*** Data for processing ***
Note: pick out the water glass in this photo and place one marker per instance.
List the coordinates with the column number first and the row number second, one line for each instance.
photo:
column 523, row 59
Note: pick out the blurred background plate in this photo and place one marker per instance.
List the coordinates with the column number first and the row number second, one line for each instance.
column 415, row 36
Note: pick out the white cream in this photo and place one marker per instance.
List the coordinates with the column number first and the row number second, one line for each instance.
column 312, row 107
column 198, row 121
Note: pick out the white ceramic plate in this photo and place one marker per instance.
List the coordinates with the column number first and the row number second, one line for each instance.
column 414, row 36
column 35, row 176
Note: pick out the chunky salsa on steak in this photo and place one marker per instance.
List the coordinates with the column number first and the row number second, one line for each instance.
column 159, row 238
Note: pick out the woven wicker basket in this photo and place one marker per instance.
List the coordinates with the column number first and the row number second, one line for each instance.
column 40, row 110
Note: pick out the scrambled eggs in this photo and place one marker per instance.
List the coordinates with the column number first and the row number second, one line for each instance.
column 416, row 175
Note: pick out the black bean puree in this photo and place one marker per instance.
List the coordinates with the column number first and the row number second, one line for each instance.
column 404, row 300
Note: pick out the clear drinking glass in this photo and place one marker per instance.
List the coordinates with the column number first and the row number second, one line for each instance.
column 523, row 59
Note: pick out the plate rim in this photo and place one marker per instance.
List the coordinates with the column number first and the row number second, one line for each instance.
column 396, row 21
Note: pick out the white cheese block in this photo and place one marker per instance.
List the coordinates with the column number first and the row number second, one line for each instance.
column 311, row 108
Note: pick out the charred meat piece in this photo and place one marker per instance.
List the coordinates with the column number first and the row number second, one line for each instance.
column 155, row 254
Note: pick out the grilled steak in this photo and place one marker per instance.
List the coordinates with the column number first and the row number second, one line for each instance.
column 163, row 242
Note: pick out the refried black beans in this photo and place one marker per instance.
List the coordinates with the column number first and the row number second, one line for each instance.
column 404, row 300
***
Keeping every word as it is, repeat all of the records.

▶ Task result
Note: pick out the water glass in this photo and place one marker per instance.
List the coordinates with the column number first and the row number second, one line for each instance.
photo:
column 523, row 59
Note: pick out the blurred background plate in this photo and place one marker per instance.
List the coordinates with the column number first and the row number second, one line for each instance.
column 415, row 36
Note: pick out the white cream in this photo and place one marker per instance.
List the coordinates with the column number first and the row number second, one line for each instance.
column 312, row 107
column 198, row 121
Note: pick out the white ceramic plate in this photo and place one marker per instance.
List the coordinates with the column number first and the row number second, one line for each instance.
column 414, row 36
column 35, row 176
Note: pick out the chunky salsa on steak in this photo and place one marker per instance.
List the coordinates with the column number first and the row number second, one line for each instance.
column 159, row 238
Note: pick out the woven wicker basket in this photo and place one marker per instance.
List the coordinates with the column number first and the row number second, one line for each instance.
column 40, row 110
Note: pick out the scrambled eggs in this photo and place one marker per instance.
List the coordinates with the column number first and the row number second, one line for each instance.
column 416, row 175
Note: pick out the black bean puree in this photo and place one marker per instance.
List the coordinates with the column number first and the row number second, one line for each instance.
column 404, row 300
Note: pick out the clear drinking glass in this photo and place one marker per instance.
List the coordinates with the column number first and the row number second, one line for each instance.
column 523, row 59
Note: pick out the plate rim in this photo and place one marker per instance.
List the coordinates with the column number first and the row number second, one line for each instance.
column 396, row 21
Note: pick out the white cheese block in this photo and place one marker per instance.
List the coordinates with the column number first and the row number second, one line for each instance.
column 311, row 108
Note: pick out the charred meat piece in this photo and place one marker per instance.
List the coordinates with the column number first and the row number second, one line for each instance.
column 155, row 254
Note: pick out the grilled steak in this photo and place one marker per instance.
List the coordinates with the column number first and the row number second, one line for each instance.
column 163, row 242
Note: pick out the refried black beans in this photo and place one marker per instance.
List the coordinates with the column number first and the row number second, one line for each instance.
column 404, row 300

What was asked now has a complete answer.